> _Seite_:

# # # # #

"Ich werde dich hassen, wenn du es tust, doch ich werde alles in meiner Macht tun, dass du es kannst."
-Voltaire
Was bedeuten Zerrisse den überhaupt?
Was bringen sie uns Schreibern?
Vor allem eins: Ärger!
Und zwar Ärger der sich für jeden Schreiber lohnt, der sich weiterentwickeln möchte.
Sie kommen vor allem da zum Einsatz, wo ein Text eine Zumutung zum weiterlesen ist.
Natürlich kann alles mit einem kurzen und prägnanten Satz gesagt oder mit einem Fünfzeiler kommentiert werden. Das ist besonders bei Lesern beliebt, die wenig Zeit haben. Das sind allerdings keine Infos, womit ein Schreiber vernünftig arbeiten kann, um anspruchsvollen Lesern gerecht zu werden.
Die bessere Methode ist: Die auffälligen Zeilen des fehlerhaften Textes hervorzuheben, auf ausgebliebenen Satzzeichen hinweisen,
Wörter markieren, die den Satzrhythmus stören, aber auch die brillianten Zeilen deuten, die unter dem Mülltext verborgen sind.

# # # # #

> _Ausgelesene Angaben_:
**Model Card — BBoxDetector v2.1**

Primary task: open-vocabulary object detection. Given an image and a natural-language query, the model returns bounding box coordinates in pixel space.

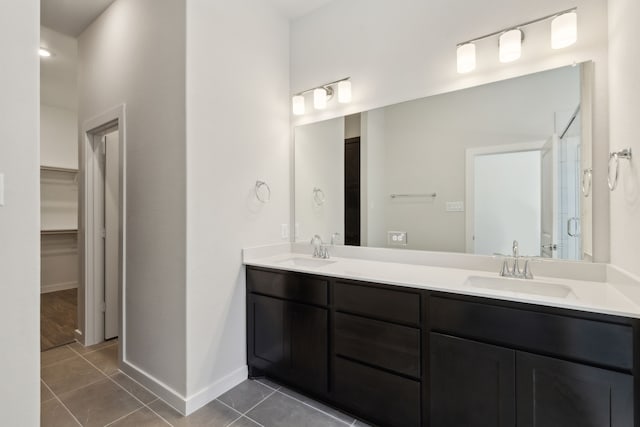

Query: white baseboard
[120,360,187,415]
[120,360,249,416]
[186,365,249,415]
[40,281,78,294]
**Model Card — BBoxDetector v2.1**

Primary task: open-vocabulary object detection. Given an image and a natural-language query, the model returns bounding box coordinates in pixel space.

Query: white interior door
[540,135,559,258]
[104,130,120,339]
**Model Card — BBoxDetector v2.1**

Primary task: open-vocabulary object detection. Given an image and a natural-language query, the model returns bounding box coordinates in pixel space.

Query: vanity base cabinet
[516,353,634,427]
[248,294,329,394]
[332,357,421,427]
[429,333,516,427]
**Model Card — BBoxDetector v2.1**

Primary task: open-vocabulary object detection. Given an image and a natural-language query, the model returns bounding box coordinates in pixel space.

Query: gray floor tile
[254,378,281,390]
[82,345,118,375]
[247,393,349,427]
[218,380,274,414]
[111,372,157,405]
[278,387,354,424]
[40,380,54,403]
[109,408,171,427]
[40,345,76,368]
[40,399,80,427]
[59,378,142,427]
[41,356,105,394]
[230,417,260,427]
[149,400,240,427]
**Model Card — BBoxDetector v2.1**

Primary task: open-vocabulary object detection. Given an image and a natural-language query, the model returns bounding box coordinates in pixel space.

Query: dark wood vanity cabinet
[247,270,329,394]
[428,294,639,427]
[247,267,640,427]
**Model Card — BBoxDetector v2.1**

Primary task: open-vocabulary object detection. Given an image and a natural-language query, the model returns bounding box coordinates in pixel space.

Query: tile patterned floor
[41,341,367,427]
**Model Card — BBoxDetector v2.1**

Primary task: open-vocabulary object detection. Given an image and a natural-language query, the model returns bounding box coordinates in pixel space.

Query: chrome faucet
[311,234,330,259]
[500,240,533,279]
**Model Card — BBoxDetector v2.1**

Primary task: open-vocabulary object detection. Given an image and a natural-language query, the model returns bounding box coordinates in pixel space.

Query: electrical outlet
[446,202,464,212]
[387,231,407,246]
[280,224,289,239]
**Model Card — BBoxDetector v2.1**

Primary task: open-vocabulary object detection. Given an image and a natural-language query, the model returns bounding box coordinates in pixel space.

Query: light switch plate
[387,231,407,246]
[280,224,289,239]
[446,202,464,212]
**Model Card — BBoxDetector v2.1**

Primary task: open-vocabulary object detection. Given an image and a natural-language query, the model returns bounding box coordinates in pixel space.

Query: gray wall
[78,0,186,395]
[0,0,40,426]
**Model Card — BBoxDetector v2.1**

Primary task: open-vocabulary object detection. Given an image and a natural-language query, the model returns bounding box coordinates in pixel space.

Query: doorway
[78,105,125,351]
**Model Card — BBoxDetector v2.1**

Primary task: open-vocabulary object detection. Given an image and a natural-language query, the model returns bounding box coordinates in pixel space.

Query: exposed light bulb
[313,87,327,110]
[551,11,578,49]
[500,30,522,62]
[291,95,304,116]
[457,43,476,74]
[338,80,351,104]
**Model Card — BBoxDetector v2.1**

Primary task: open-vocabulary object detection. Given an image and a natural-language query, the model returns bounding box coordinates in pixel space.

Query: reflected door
[540,135,559,258]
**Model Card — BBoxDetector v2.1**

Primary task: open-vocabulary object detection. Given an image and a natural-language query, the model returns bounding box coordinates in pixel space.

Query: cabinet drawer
[247,268,329,305]
[334,313,420,378]
[333,357,420,427]
[333,282,420,325]
[429,297,633,370]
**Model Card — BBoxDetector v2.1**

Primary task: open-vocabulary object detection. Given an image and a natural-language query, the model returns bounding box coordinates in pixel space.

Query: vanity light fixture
[456,43,476,74]
[551,10,578,49]
[291,95,304,116]
[313,87,333,110]
[338,80,351,104]
[499,30,524,63]
[456,7,578,74]
[291,77,352,116]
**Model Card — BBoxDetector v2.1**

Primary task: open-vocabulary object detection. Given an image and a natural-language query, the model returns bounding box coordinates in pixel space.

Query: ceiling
[40,0,334,38]
[270,0,335,20]
[40,0,115,38]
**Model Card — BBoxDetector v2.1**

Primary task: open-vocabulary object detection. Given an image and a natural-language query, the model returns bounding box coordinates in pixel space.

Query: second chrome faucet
[500,240,533,279]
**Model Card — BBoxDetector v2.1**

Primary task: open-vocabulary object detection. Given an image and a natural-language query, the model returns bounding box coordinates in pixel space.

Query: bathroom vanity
[245,255,640,427]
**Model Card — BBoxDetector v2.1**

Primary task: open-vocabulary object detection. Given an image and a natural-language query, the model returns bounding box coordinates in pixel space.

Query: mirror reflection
[295,64,592,260]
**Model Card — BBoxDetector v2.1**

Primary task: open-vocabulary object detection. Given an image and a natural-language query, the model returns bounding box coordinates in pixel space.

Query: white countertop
[244,251,640,318]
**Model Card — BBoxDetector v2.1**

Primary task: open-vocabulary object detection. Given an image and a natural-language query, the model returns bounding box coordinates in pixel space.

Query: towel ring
[582,168,593,197]
[607,148,631,191]
[313,187,326,206]
[254,180,271,203]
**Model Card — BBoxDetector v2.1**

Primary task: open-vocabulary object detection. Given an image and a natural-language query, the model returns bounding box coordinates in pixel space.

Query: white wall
[40,104,78,169]
[290,0,609,261]
[186,0,290,412]
[609,0,640,275]
[294,117,344,242]
[0,0,40,426]
[78,0,187,401]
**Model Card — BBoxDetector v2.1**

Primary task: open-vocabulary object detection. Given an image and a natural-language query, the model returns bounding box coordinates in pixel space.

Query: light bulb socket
[456,43,476,74]
[498,28,524,63]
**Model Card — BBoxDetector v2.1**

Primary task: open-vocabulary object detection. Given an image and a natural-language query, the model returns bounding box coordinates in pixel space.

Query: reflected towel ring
[254,180,271,203]
[607,148,631,191]
[313,187,326,206]
[582,168,593,197]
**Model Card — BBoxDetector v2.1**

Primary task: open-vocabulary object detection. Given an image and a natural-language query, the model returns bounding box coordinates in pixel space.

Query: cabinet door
[247,294,329,393]
[517,352,634,427]
[287,303,329,393]
[429,332,516,427]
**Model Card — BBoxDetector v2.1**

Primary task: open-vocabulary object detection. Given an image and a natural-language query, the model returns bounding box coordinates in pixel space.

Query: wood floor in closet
[40,289,78,351]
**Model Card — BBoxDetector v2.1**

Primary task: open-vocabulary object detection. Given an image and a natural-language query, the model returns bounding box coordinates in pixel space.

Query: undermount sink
[465,276,576,298]
[278,257,335,267]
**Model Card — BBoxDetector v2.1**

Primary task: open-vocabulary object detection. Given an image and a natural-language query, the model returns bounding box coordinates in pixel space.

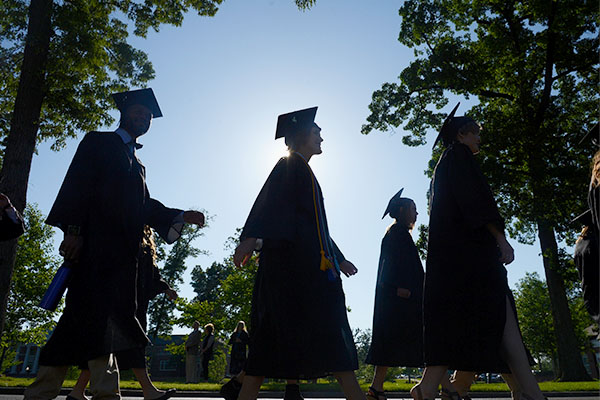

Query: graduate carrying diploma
[234,107,365,400]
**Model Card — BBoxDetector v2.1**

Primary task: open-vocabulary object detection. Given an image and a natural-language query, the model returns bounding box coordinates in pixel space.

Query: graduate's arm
[46,132,106,260]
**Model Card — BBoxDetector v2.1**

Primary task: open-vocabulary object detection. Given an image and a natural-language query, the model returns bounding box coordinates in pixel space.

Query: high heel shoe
[366,386,387,400]
[440,388,464,400]
[410,384,433,400]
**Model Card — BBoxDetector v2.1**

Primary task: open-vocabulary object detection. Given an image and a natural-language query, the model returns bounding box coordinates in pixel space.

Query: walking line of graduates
[25,89,598,400]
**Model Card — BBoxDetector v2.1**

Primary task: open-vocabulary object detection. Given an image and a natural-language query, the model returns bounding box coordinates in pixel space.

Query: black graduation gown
[0,209,25,240]
[241,153,358,379]
[40,132,181,365]
[423,143,516,372]
[366,223,425,367]
[229,331,250,375]
[116,241,170,370]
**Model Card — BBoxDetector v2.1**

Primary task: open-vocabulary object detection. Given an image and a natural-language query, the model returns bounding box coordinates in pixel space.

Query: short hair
[390,197,414,222]
[285,122,321,151]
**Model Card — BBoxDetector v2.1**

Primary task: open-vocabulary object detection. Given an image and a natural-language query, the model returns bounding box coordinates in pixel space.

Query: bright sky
[28,0,544,333]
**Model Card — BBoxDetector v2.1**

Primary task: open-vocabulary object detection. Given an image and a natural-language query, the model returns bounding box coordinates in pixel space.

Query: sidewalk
[0,387,600,399]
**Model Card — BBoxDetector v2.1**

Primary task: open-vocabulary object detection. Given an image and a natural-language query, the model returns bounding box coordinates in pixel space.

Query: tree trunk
[0,0,53,335]
[538,220,590,381]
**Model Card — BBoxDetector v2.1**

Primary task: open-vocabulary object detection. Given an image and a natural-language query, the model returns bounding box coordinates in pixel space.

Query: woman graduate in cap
[411,105,544,400]
[366,189,425,400]
[234,107,364,400]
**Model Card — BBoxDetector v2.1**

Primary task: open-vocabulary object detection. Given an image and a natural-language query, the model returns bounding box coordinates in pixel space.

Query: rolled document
[40,261,73,311]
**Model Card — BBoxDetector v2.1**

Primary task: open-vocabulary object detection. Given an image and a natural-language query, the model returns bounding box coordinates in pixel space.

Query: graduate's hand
[183,210,205,228]
[0,193,12,209]
[58,235,83,262]
[340,260,358,277]
[233,238,256,268]
[497,236,515,264]
[165,288,179,301]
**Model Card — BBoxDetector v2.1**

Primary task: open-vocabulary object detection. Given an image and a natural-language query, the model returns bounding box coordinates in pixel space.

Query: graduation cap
[112,88,162,118]
[571,208,594,226]
[577,124,600,148]
[275,107,318,139]
[381,188,404,219]
[433,102,475,148]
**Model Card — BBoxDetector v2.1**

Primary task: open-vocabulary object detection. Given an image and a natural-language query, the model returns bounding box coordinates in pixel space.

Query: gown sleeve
[144,188,183,244]
[240,158,296,242]
[46,132,103,232]
[448,144,504,231]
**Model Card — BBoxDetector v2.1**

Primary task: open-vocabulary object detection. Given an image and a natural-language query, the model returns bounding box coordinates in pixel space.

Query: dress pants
[23,354,121,400]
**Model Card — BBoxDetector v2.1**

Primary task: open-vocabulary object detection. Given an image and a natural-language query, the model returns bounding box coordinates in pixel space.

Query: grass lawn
[0,377,600,392]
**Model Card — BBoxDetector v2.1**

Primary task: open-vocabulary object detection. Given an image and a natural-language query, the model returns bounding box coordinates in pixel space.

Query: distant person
[233,107,365,400]
[365,189,425,400]
[200,324,215,382]
[25,89,204,400]
[185,321,202,383]
[411,106,544,400]
[229,321,250,375]
[574,125,600,324]
[0,193,25,241]
[67,226,177,400]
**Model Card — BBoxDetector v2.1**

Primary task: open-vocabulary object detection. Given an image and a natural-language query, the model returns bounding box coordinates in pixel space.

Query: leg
[69,369,90,400]
[502,374,521,400]
[238,375,265,400]
[202,357,210,382]
[371,365,388,392]
[450,371,477,397]
[333,371,366,400]
[88,354,121,400]
[410,365,448,400]
[131,368,167,399]
[283,379,304,400]
[23,365,68,400]
[502,297,544,400]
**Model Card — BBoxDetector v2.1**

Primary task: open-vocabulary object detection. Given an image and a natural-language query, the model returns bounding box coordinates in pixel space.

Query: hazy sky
[28,0,543,333]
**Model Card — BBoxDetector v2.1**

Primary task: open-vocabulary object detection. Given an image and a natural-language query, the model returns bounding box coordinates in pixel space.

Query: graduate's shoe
[144,389,177,400]
[283,383,304,400]
[219,378,242,400]
[365,386,387,400]
[440,388,464,400]
[410,384,433,400]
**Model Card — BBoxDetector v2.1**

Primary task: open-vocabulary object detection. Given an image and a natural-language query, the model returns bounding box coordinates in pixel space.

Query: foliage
[514,272,593,372]
[148,224,204,337]
[362,0,600,379]
[0,204,61,371]
[0,0,222,150]
[192,262,234,302]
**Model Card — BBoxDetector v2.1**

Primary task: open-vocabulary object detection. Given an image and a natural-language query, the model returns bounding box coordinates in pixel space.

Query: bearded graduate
[234,107,365,400]
[411,105,544,400]
[366,189,425,400]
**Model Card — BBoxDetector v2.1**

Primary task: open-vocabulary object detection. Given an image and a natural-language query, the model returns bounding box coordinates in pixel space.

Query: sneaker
[283,384,304,400]
[219,378,242,400]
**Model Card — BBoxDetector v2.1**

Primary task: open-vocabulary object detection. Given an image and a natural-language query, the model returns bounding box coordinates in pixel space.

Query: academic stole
[295,152,340,281]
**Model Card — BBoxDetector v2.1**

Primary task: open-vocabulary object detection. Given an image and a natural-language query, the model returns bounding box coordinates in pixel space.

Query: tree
[192,262,234,302]
[362,0,599,380]
[0,204,60,371]
[148,224,203,337]
[515,272,593,375]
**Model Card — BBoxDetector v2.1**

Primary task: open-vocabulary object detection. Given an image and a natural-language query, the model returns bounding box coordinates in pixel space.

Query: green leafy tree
[191,262,234,301]
[514,272,593,374]
[148,224,205,337]
[0,204,61,371]
[0,0,222,340]
[362,0,600,380]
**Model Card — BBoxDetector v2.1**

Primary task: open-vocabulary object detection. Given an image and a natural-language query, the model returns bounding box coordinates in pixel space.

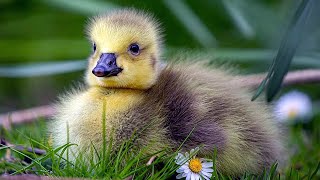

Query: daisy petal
[202,162,213,168]
[201,171,212,178]
[202,168,213,172]
[176,167,184,173]
[176,173,187,179]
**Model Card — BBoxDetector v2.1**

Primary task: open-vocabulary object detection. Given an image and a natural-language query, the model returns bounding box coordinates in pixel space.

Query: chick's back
[139,64,282,174]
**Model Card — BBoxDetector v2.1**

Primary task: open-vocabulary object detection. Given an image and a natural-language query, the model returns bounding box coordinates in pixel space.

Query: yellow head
[86,9,161,89]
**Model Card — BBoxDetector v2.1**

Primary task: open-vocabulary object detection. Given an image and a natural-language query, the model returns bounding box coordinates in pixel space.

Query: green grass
[0,114,320,179]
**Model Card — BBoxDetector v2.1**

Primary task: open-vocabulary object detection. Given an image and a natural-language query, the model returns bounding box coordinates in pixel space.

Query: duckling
[50,9,282,175]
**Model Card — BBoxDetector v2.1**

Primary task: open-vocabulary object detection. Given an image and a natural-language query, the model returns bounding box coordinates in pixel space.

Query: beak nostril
[92,68,105,77]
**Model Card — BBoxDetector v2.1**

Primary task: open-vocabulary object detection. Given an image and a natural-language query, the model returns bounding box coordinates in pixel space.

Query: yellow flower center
[189,158,202,173]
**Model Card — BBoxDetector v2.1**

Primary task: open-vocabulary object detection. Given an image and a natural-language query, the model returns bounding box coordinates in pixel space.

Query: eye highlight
[129,43,140,56]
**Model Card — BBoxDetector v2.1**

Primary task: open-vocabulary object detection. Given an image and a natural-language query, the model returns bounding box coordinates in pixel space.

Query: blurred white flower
[175,148,213,180]
[274,91,312,122]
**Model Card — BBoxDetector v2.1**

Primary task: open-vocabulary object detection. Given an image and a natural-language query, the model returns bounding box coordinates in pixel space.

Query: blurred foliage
[0,0,320,112]
[0,0,320,177]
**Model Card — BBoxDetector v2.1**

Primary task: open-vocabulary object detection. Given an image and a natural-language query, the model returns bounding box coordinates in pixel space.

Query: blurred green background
[0,0,320,112]
[0,0,320,177]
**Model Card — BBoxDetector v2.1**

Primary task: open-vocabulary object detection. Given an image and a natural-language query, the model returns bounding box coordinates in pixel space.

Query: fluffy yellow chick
[50,9,281,175]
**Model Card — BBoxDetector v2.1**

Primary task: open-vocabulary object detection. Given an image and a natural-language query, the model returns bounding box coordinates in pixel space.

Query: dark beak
[92,53,122,77]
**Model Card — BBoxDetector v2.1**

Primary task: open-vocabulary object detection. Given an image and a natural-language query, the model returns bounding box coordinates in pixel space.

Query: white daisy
[175,148,213,180]
[274,91,312,122]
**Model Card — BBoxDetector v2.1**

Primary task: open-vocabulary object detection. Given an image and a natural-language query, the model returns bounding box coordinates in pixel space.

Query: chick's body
[51,10,281,175]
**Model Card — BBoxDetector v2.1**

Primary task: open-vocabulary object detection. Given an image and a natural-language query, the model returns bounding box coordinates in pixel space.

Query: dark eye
[93,43,97,52]
[129,43,140,56]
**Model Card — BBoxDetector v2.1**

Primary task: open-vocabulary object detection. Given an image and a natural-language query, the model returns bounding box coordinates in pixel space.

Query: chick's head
[86,9,161,89]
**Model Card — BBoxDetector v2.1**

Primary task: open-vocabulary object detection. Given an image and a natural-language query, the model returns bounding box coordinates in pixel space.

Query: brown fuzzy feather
[50,9,282,175]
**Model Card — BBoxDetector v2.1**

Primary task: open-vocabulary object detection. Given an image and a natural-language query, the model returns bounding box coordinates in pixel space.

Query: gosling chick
[50,9,281,175]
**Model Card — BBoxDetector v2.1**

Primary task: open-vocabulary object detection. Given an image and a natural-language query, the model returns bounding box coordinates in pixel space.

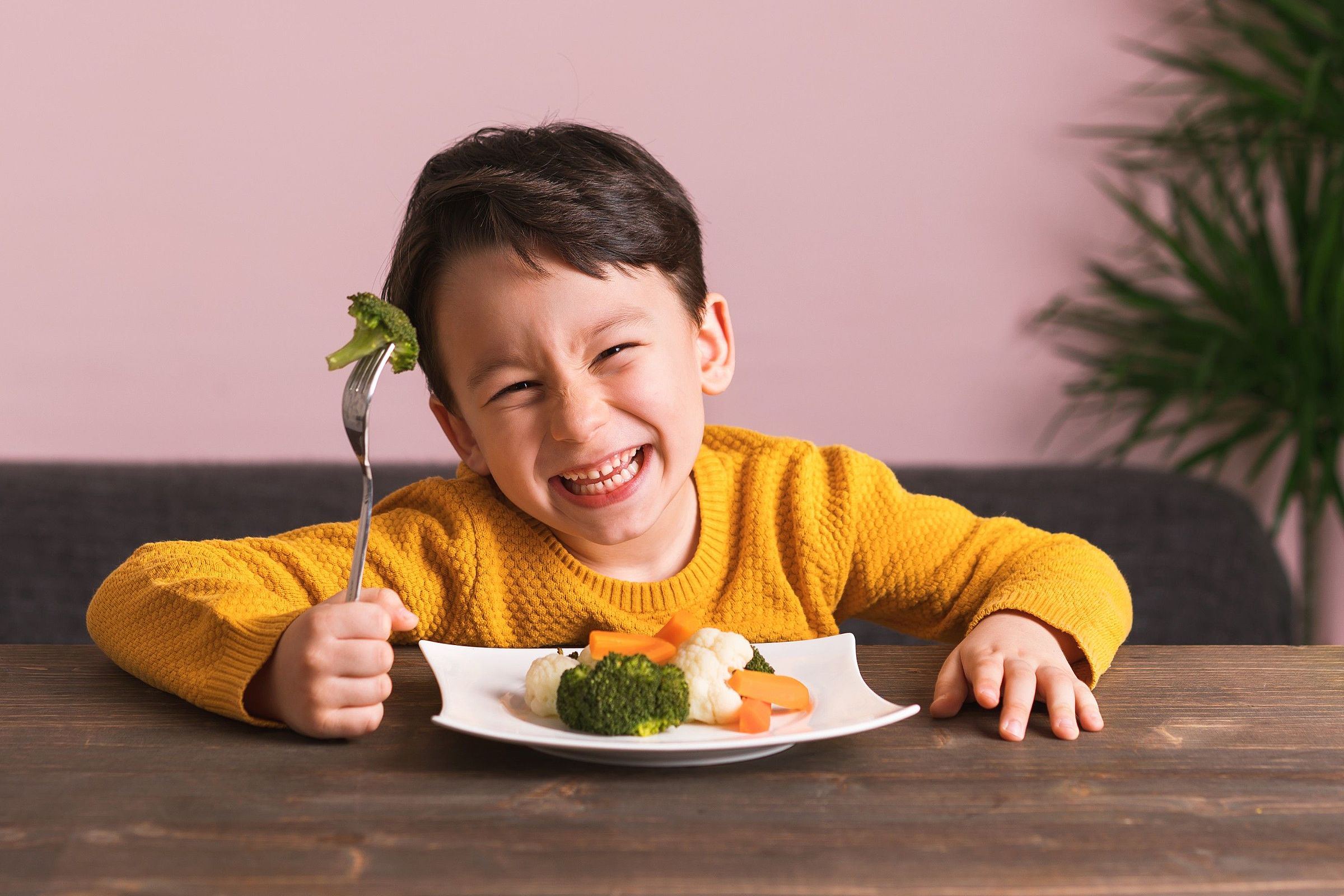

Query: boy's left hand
[928,610,1102,740]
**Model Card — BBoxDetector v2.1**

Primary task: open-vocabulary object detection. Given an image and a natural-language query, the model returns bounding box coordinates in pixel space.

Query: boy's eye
[597,343,638,361]
[494,380,536,398]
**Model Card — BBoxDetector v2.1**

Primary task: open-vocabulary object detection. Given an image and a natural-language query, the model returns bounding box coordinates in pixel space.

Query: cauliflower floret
[672,629,752,724]
[523,653,579,716]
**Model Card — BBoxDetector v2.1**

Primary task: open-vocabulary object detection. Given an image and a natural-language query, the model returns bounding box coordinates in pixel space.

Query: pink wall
[0,0,1344,642]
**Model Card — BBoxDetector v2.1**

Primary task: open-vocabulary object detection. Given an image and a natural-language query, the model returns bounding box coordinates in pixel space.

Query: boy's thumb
[328,589,419,631]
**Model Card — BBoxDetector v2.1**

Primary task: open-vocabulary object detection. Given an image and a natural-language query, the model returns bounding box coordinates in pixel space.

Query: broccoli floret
[742,645,774,676]
[326,293,419,374]
[555,653,691,738]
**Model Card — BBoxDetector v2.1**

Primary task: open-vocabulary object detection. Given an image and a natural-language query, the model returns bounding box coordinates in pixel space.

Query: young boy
[87,122,1132,740]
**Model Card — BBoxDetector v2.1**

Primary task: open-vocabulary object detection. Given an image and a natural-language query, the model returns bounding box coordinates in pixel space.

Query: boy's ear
[695,293,735,395]
[429,394,491,475]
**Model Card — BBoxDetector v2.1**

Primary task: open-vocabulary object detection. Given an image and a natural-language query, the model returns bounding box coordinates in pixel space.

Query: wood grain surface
[0,645,1344,896]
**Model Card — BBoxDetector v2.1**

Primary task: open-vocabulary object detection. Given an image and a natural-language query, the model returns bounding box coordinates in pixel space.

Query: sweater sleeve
[86,479,476,727]
[820,446,1133,688]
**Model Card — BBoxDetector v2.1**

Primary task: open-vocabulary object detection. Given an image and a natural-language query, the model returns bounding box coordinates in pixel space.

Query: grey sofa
[0,461,1289,643]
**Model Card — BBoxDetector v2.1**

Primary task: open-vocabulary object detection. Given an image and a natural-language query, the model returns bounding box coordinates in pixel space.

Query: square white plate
[419,633,920,766]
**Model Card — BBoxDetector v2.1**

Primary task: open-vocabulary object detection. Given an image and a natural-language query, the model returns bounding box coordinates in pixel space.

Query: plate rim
[417,631,921,754]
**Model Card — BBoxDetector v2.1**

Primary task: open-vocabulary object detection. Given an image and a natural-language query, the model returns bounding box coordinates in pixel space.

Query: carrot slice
[729,669,809,710]
[589,630,676,664]
[653,610,700,647]
[738,697,770,735]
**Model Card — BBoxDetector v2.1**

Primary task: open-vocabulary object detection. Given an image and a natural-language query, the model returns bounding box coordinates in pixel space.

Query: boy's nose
[551,388,608,442]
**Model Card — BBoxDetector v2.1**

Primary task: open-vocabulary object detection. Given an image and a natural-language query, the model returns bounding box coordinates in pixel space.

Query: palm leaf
[1031,0,1344,637]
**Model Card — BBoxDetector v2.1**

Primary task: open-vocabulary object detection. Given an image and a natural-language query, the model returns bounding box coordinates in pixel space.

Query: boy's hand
[243,589,418,738]
[928,610,1102,740]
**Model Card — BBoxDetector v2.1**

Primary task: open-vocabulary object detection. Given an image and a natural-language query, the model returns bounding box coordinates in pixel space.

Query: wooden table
[0,645,1344,896]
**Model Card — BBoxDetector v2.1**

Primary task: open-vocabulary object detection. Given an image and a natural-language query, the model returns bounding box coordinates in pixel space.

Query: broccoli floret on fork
[326,293,419,374]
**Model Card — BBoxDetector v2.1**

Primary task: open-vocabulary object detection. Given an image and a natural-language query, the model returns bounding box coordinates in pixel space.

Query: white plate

# # # # #

> _Arbeitsauftrag 1_:
Beantworte zum Text über Zerrisse diese Fragen:
(a) Wem wird das Zitat am Anfang zugeschrieben?
(b) Bei welchen Lesern ist ein kurzer und prägnanter Satz laut Text besonders beliebt?
(c) Welche Zeilen soll man außer den auffälligen Zeilen des fehlerhaften Textes auch deuten?
> _Arbeitsauftrag 2_:
Nimm aus dem Text über Zerrisse den Abschnitt, der mit den Worten "Was bringen sie" beginnt und mit "zum weiterlesen ist." endet, und tausche darin "Zumutung" gegen "Qual". Gib den Abschnitt danach wieder.
> _Arbeitsauftrag 3_:
Stimmen diese Aussagen mit dem Text über Zerrisse überein? Antworte jeweils mit Ja oder Nein und zitiere die entscheidenden Worte.
(a) Zerrisse bringen Schreibern vor allem Freude.
(b) Zerrisse kommen vor allem bei Texten zum Einsatz, die eine Zumutung zum Weiterlesen sind.
(c) Bei der besseren Methode weist man auf fehlende Satzzeichen hin.

> _Richtige Lösung 1_:
(a) Voltaire
(b) Bei Lesern, die wenig Zeit haben
(c) Die brillianten Zeilen, die unter dem Mülltext verborgen sind

> _Richtige Lösung 2_:
Was bringen sie uns Schreibern?
Vor allem eins: Ärger!
Und zwar Ärger der sich für jeden Schreiber lohnt, der sich weiterentwickeln möchte.
Sie kommen vor allem da zum Einsatz, wo ein Text eine Qual zum weiterlesen ist.

> _Richtige Lösung 3_:
(a) Nein: "Vor allem eins: Ärger!"
(b) Ja: "Sie kommen vor allem da zum Einsatz, wo ein Text eine Zumutung zum weiterlesen ist."
(c) Ja: "auf ausgebliebenen Satzzeichen hinweisen"